Write out, unchanged, the stretch of entries from the line containing "like x=116 y=200." through the line containing "x=252 y=243".

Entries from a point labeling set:
** Begin **
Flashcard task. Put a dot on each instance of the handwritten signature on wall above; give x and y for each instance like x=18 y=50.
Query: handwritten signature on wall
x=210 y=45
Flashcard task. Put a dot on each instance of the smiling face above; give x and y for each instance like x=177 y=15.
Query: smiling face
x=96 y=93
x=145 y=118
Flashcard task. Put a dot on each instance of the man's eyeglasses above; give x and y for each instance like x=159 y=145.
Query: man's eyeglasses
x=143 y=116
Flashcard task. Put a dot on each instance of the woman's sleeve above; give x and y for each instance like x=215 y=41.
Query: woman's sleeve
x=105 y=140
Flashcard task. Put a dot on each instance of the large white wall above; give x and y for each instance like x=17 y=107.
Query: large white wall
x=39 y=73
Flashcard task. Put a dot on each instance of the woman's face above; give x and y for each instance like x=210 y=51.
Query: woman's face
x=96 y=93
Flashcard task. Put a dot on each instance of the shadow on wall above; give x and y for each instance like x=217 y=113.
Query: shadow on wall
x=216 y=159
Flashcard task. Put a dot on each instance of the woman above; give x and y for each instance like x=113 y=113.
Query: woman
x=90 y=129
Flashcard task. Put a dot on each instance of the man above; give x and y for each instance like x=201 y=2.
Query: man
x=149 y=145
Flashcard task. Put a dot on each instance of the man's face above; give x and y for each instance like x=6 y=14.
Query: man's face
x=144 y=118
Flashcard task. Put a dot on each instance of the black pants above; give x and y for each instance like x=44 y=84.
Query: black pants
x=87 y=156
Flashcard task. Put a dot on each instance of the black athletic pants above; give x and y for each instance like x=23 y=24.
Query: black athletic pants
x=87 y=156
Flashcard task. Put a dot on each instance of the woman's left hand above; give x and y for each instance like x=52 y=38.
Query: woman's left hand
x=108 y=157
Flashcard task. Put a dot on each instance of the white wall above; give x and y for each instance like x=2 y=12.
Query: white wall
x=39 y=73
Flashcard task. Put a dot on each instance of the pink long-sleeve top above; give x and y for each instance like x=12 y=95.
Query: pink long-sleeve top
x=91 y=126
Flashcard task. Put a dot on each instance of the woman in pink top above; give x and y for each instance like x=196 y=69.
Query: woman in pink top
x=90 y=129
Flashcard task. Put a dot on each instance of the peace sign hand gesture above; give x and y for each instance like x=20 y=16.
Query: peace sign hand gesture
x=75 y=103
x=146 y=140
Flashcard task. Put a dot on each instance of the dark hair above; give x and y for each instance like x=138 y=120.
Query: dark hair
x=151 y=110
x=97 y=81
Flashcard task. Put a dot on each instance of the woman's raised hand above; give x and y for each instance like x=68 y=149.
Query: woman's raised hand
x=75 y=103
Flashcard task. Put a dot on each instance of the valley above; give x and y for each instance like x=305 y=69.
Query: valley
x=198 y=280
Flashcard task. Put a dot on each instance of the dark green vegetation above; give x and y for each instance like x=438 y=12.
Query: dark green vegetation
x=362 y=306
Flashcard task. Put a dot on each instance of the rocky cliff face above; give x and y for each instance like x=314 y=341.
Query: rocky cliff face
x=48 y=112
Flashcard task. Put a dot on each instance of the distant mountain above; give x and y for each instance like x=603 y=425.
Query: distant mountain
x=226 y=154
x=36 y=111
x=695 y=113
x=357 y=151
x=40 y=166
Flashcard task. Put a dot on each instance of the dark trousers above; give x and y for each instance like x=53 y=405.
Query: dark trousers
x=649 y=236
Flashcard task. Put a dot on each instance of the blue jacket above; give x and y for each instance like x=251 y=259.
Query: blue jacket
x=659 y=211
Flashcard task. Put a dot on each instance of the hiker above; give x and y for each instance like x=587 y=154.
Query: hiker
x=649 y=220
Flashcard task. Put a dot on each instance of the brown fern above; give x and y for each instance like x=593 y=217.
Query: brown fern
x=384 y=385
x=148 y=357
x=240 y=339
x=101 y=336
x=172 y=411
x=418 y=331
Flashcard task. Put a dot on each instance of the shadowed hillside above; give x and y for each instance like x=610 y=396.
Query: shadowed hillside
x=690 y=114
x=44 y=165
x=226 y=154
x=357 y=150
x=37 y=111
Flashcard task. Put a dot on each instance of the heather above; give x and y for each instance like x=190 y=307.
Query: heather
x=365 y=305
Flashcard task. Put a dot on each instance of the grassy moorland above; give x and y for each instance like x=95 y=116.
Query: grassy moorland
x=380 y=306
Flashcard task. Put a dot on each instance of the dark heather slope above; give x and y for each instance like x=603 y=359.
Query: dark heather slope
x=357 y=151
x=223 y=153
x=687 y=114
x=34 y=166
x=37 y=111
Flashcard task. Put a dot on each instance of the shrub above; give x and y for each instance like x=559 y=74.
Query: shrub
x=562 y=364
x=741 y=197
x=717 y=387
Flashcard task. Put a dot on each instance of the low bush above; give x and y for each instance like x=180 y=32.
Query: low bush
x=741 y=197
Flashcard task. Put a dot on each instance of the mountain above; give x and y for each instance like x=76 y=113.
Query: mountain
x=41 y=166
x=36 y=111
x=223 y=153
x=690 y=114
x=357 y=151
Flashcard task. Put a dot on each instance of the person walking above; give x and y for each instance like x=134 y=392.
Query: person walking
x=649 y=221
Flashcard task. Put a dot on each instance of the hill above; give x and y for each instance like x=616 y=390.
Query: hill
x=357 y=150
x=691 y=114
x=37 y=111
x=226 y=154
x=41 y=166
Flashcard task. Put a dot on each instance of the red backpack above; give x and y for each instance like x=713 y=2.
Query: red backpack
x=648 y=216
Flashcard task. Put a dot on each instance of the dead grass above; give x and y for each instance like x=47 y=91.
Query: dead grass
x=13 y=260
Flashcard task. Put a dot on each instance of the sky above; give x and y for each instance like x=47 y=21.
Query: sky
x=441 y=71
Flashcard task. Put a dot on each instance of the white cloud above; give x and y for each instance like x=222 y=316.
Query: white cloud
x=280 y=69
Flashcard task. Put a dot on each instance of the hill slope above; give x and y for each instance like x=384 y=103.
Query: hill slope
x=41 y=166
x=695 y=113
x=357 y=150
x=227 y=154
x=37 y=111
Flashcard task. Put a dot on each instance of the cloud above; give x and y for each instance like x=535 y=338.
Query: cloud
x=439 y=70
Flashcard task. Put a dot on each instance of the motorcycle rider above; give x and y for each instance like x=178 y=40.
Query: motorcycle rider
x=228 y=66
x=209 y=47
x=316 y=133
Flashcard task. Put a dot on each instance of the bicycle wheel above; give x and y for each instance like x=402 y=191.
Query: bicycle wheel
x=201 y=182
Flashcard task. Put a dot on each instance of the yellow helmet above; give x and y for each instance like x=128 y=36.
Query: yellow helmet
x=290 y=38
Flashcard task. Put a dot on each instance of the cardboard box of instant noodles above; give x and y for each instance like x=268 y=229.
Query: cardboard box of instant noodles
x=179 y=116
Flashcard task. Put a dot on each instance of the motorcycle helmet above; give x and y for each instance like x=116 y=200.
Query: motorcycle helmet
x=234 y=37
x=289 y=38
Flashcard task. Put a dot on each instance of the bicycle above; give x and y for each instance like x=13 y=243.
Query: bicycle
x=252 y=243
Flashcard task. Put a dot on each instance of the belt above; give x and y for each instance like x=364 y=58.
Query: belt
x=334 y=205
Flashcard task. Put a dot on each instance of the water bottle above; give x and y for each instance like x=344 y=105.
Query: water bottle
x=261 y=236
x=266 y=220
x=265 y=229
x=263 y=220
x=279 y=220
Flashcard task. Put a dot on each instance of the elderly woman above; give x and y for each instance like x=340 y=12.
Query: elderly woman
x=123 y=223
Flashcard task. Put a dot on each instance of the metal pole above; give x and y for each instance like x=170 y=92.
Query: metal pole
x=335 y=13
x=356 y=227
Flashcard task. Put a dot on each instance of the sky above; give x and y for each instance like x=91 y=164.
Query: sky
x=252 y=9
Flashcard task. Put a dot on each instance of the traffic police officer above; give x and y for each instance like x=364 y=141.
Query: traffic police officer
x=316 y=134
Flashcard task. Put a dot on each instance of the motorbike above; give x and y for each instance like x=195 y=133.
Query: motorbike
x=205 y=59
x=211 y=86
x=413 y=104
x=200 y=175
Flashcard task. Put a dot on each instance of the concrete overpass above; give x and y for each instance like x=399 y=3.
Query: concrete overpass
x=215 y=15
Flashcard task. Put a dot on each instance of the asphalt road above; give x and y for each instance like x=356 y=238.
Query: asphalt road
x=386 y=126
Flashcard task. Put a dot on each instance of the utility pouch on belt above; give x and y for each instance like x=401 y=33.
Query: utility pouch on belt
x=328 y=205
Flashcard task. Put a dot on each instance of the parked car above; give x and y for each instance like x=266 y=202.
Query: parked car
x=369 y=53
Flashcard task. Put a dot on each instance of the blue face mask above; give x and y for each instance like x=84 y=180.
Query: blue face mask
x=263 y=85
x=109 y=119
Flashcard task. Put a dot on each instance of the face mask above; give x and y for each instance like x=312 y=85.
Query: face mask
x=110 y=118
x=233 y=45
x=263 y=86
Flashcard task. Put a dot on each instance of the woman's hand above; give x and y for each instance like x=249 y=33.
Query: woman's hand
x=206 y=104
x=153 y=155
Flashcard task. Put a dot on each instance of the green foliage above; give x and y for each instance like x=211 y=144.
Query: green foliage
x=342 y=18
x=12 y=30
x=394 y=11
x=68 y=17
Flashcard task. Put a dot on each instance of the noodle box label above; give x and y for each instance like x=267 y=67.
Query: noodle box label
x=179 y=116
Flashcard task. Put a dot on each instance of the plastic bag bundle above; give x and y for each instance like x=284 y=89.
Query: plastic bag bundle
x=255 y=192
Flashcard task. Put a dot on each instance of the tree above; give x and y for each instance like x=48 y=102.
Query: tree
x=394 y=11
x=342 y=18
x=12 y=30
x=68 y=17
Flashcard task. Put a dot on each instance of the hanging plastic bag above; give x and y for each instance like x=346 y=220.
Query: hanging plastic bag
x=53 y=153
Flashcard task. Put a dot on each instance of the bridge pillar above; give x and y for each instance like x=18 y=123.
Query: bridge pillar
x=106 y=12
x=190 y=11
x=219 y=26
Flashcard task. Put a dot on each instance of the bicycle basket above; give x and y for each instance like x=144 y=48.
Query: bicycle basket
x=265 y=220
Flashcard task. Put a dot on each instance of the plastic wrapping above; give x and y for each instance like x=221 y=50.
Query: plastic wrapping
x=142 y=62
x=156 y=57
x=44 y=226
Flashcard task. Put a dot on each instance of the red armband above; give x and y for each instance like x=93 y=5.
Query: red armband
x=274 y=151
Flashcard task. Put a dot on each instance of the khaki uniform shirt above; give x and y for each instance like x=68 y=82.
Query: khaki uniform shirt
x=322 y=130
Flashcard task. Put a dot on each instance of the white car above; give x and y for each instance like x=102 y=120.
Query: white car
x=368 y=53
** End **
** Begin **
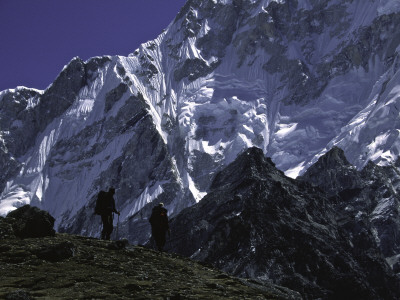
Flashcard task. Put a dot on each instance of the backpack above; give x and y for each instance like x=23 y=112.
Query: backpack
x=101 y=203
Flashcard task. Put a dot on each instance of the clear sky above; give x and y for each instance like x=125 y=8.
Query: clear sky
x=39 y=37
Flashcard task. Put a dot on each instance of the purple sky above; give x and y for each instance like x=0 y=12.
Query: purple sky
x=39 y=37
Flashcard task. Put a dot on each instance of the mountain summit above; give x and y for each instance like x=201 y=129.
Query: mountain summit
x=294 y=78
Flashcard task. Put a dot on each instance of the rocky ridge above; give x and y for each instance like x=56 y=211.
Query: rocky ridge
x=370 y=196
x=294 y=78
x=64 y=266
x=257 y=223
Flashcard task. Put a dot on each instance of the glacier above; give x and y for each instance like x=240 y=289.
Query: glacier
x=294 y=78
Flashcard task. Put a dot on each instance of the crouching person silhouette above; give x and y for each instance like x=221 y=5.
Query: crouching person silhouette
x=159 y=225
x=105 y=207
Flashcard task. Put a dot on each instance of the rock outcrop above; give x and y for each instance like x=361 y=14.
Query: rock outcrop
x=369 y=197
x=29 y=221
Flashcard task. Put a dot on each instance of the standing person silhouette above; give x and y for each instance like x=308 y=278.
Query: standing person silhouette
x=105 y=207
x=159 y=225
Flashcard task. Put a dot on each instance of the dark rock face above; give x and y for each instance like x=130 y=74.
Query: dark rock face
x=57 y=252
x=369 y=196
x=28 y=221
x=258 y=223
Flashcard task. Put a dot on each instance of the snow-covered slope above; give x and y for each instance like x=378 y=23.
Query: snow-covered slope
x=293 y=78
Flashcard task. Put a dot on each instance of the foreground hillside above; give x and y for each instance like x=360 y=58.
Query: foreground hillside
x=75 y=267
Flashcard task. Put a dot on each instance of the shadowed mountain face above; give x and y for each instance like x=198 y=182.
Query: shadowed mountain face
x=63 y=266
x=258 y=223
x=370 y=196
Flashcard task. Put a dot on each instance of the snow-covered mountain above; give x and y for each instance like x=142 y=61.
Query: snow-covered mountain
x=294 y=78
** End **
• Exercise solution
Flashcard task. Put a dot on each instance of the motorcycle helmet above; give x and y for each instance like x=116 y=200.
Query: motorcycle helmet
x=234 y=37
x=289 y=38
Flashcard task. Put a dot on each instance of the bicycle above; give x and y for each instance like x=13 y=243.
Query: bicycle
x=252 y=243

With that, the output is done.